* [Rows taken from a dataset]:
## begin
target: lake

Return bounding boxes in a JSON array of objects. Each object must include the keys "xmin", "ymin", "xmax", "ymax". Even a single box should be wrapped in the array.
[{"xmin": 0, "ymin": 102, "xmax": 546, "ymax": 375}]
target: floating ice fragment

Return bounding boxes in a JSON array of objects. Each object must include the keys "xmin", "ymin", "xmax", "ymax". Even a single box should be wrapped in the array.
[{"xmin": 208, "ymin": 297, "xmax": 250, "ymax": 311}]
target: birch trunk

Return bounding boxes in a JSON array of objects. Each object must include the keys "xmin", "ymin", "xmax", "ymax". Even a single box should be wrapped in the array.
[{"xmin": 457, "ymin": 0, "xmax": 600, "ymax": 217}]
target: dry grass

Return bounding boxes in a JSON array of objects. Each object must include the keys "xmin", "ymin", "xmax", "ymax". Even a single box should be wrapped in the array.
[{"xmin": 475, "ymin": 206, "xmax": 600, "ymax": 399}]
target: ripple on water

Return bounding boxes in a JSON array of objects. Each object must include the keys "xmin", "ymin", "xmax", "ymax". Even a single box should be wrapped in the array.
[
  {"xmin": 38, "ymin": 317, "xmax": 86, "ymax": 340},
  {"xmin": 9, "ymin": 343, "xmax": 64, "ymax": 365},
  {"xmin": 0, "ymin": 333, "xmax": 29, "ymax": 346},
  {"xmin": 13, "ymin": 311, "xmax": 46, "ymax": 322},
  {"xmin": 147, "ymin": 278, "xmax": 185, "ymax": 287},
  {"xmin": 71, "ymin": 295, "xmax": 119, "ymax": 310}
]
## end
## begin
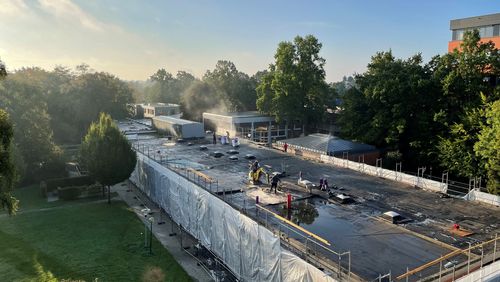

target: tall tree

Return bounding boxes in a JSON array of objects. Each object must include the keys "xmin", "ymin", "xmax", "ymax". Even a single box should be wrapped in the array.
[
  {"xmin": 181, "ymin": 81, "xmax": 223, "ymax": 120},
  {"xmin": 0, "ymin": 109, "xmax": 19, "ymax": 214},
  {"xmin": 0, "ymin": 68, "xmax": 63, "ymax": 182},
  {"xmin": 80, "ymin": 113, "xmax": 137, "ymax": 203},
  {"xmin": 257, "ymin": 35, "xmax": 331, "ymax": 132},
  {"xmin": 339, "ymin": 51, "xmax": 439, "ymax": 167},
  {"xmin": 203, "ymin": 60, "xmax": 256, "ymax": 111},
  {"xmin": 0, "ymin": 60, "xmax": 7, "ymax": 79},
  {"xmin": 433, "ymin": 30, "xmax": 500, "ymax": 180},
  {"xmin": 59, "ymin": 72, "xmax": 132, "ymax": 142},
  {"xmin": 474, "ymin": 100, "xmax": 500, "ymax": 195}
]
## end
* [Exercise prompt]: Locate each line in the material above that contains the string "target" with the same capitalization, and copy those lines out in full.

* [Task output]:
target: lake
target: floating ice fragment
target: birch trunk
target: dry grass
target: ripple on water
target: tall tree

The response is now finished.